- **Aim of the exercise**
Every record is to be printed exactly as it appears.

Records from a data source
<<<<

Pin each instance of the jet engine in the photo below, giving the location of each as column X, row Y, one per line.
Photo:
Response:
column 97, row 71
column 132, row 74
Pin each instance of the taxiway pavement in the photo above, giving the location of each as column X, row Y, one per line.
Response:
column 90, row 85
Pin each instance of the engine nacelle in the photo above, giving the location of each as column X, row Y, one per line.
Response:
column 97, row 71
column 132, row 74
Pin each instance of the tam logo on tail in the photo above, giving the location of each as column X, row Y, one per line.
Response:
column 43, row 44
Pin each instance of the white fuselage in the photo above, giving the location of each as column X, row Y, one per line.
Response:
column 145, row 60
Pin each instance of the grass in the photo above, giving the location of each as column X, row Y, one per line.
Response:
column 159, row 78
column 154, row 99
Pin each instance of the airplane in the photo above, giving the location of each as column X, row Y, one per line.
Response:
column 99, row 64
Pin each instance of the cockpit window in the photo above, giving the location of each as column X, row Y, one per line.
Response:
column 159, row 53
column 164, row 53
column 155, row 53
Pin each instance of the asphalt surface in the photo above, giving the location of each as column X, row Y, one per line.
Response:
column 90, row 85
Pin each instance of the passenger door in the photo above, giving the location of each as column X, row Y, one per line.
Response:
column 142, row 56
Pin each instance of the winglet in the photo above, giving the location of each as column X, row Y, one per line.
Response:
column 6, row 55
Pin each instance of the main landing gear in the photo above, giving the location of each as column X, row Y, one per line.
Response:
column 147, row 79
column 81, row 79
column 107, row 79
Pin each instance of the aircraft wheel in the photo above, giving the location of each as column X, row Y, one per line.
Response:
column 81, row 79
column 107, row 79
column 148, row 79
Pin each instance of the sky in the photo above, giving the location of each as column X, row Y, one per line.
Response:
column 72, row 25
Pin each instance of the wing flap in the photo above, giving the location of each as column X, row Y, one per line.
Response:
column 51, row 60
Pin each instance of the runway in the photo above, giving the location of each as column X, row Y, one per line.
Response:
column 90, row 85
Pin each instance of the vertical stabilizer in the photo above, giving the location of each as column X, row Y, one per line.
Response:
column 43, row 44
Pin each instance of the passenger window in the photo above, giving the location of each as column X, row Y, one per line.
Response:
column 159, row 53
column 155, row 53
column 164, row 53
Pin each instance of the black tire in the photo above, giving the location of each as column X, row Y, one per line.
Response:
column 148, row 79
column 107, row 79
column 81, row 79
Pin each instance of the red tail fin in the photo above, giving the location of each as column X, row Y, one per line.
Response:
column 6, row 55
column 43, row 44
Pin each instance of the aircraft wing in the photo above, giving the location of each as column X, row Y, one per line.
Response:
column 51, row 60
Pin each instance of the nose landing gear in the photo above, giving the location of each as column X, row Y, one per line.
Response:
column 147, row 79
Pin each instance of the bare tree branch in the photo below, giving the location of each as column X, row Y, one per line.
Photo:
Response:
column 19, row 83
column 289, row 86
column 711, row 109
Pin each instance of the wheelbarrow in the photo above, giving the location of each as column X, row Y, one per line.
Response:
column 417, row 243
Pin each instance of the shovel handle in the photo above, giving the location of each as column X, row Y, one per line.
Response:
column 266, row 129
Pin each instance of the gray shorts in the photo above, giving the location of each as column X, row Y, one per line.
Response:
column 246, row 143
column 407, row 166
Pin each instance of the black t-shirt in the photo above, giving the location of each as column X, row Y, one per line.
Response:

>>>>

- **Your response**
Pin each instance of the jet engine in the photo below, giving the location of each as column X, row Y, one per line.
Photo:
Response:
column 97, row 71
column 132, row 74
Pin each instance of the taxiway pavement in the photo above, giving the location of each as column X, row Y, one per line.
Response:
column 90, row 85
Pin each instance of the engine nacelle in the photo above, giving the location of each as column X, row Y, one per line.
Response:
column 97, row 71
column 132, row 74
Pin each instance of the tam logo on tail in the photo above, giving the location of each as column X, row Y, one per line.
Response:
column 43, row 44
Pin each instance of the white fuselage in the photo above, giving the location of each as column X, row Y, one per line.
Response:
column 145, row 60
Pin each instance of the grass in the photo above, giving the location of each as column X, row Y, one per line.
Response:
column 159, row 78
column 154, row 99
Pin each instance of the airplane in the photo above, giving the location of each as column X, row Y, one per line.
Response:
column 99, row 64
Pin each instance of the cockpit window in the photo above, giving the location of each as column X, row Y, one per line.
Response:
column 159, row 53
column 164, row 53
column 155, row 53
Pin each instance of the asphalt surface in the photo above, giving the location of each as column X, row Y, one per line.
Response:
column 90, row 85
Pin each instance of the passenger door in the photo above, giving the location of each as column X, row Y, one per line.
Response:
column 142, row 56
Pin each instance of the winglet in the photo above, giving the location of each as column X, row Y, one per line.
Response:
column 6, row 55
Pin each instance of the main landing gear in the photo above, giving the location of each as column X, row Y, one per line.
Response:
column 147, row 79
column 81, row 79
column 107, row 79
Pin each instance of the aircraft wheel in the photo above, giving the location of each as column X, row Y, one per line.
Response:
column 81, row 79
column 107, row 79
column 148, row 79
Pin each instance of the sky in the photo above, giving the location of each as column X, row Y, one per line.
Response:
column 72, row 25
Pin each instance of the wing flap in the photo above, giving the location of each as column X, row Y, one per line.
Response:
column 51, row 60
Pin each instance of the runway in the photo above, giving the location of each as column X, row Y, one per line.
Response:
column 90, row 85
Pin each instance of the vertical stabilizer in the photo above, giving the location of each as column X, row Y, one per line.
Response:
column 43, row 44
Pin each instance of the passenger window in the photo above, giving the location of each as column X, row Y, one per line.
Response:
column 159, row 53
column 155, row 53
column 164, row 53
Pin each instance of the black tire in the photo above, giving the location of each as column X, row Y, one per line.
Response:
column 148, row 79
column 107, row 79
column 81, row 79
Pin each instance of the red tail fin in the photo above, giving the location of each as column X, row Y, one per line.
Response:
column 6, row 55
column 43, row 44
Pin each instance of the aircraft wing in the photo above, giving the location of each as column X, row Y, one per line.
Response:
column 51, row 60
Pin each instance of the nose landing gear in the photo above, giving the location of each as column X, row Y, one per line.
Response:
column 147, row 79
Pin each instance of the bare tree branch in the photo below, giving the location of each as column X, row Y, one per line.
Photo:
Response:
column 19, row 83
column 289, row 86
column 711, row 109
Pin each instance of the wheelbarrow in the photo above, giving the location of each as column X, row Y, one per line.
Response:
column 417, row 243
Pin each instance of the shovel handle in the photo above, giving the location of each as column X, row Y, one per line.
Response:
column 266, row 129
Pin each instance of the gray shorts in the photo above, giving the location of each as column X, row Y, one per line.
Response:
column 246, row 143
column 407, row 166
Pin each instance of the black t-shirt in the photo above, giving the location of each as column X, row Y, one per line.
Response:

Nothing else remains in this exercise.